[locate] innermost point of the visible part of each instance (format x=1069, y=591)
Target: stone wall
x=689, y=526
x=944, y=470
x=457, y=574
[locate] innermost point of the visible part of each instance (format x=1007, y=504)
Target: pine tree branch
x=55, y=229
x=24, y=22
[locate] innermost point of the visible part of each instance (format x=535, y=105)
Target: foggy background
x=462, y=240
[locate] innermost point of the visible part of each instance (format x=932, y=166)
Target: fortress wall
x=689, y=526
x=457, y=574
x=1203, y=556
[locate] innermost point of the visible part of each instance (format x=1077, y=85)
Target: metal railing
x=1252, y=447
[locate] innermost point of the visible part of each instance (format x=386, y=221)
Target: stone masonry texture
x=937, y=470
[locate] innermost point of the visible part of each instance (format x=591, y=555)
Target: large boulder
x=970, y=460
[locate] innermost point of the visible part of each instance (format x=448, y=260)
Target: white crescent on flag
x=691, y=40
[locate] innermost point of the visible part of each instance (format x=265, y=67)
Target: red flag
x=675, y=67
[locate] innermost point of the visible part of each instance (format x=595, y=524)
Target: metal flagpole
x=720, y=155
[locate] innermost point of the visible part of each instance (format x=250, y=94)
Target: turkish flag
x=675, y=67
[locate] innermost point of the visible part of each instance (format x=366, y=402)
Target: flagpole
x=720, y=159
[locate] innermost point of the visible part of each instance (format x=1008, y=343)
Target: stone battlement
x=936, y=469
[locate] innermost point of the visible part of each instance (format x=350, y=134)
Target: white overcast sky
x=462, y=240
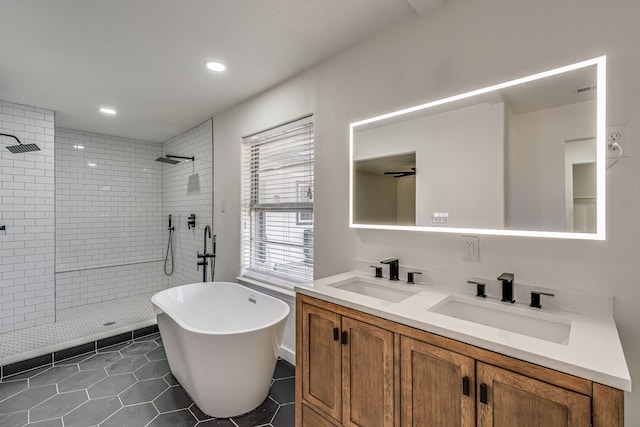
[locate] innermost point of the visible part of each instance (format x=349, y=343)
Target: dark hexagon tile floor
x=129, y=385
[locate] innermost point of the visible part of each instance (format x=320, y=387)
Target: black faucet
x=394, y=268
x=481, y=288
x=535, y=298
x=205, y=255
x=507, y=287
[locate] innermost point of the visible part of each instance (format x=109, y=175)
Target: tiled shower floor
x=126, y=385
x=76, y=326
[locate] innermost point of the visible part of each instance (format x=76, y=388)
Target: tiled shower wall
x=188, y=188
x=27, y=246
x=108, y=218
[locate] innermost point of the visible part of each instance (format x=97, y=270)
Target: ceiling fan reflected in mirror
x=401, y=174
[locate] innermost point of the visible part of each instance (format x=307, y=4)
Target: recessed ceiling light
x=107, y=110
x=215, y=66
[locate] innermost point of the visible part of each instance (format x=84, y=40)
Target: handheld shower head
x=167, y=160
x=171, y=159
x=20, y=148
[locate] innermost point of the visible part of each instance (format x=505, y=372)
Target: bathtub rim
x=183, y=325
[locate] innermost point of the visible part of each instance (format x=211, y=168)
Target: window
x=277, y=204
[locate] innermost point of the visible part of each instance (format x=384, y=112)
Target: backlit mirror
x=526, y=157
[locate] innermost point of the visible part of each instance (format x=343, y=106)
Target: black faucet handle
x=506, y=277
x=535, y=298
x=508, y=293
x=394, y=268
x=411, y=277
x=481, y=288
x=378, y=270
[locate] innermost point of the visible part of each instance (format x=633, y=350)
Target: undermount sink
x=374, y=290
x=539, y=325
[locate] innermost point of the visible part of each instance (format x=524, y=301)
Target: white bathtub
x=222, y=343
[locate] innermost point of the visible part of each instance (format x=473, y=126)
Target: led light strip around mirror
x=600, y=234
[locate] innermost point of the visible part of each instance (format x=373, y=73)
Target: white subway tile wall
x=108, y=200
x=187, y=189
x=108, y=218
x=27, y=247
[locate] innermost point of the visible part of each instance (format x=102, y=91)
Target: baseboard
x=287, y=355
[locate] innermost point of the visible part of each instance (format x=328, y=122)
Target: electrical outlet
x=470, y=248
x=617, y=141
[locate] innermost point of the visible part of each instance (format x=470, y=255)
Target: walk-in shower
x=172, y=159
x=20, y=148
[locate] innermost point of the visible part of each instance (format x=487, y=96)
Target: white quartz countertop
x=593, y=350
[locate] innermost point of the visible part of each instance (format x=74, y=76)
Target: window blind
x=277, y=204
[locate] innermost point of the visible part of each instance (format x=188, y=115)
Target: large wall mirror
x=526, y=158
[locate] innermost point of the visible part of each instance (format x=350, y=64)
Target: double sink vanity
x=371, y=351
x=524, y=158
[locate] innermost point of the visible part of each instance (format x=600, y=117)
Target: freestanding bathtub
x=222, y=341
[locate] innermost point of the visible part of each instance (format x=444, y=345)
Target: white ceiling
x=145, y=57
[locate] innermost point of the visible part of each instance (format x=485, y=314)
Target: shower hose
x=169, y=250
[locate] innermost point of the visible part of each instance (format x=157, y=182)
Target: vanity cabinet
x=436, y=386
x=508, y=399
x=347, y=369
x=356, y=369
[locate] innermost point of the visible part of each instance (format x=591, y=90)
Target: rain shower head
x=171, y=159
x=20, y=148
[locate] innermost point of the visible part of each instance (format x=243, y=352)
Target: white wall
x=464, y=46
x=27, y=247
x=187, y=189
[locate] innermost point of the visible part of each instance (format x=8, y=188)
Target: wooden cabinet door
x=367, y=375
x=321, y=385
x=513, y=400
x=437, y=386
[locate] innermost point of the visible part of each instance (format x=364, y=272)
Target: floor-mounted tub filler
.....
» **WHAT YOU ARE ASKED TO DO**
Convert everything from the line containing "(format x=524, y=301)" down to the line containing "x=287, y=355", both ends included, into a JSON list of strings, one string per line, omitting any blank lines.

» **FULL SOLUTION**
[
  "[locate] innermost point of the visible part of each instance (format x=524, y=301)",
  "Target: white bathtub",
  "x=222, y=343",
  "[locate] innermost point of the visible part of each instance (format x=473, y=126)",
  "Target: led light strip around mirror",
  "x=600, y=234",
  "[locate] innermost point of the visible part of each instance (format x=373, y=73)",
  "Target: white subway tile wall",
  "x=108, y=200",
  "x=187, y=189",
  "x=108, y=218",
  "x=27, y=247",
  "[locate] innermost point of the visible part of each instance (format x=102, y=91)",
  "Target: baseboard",
  "x=287, y=355"
]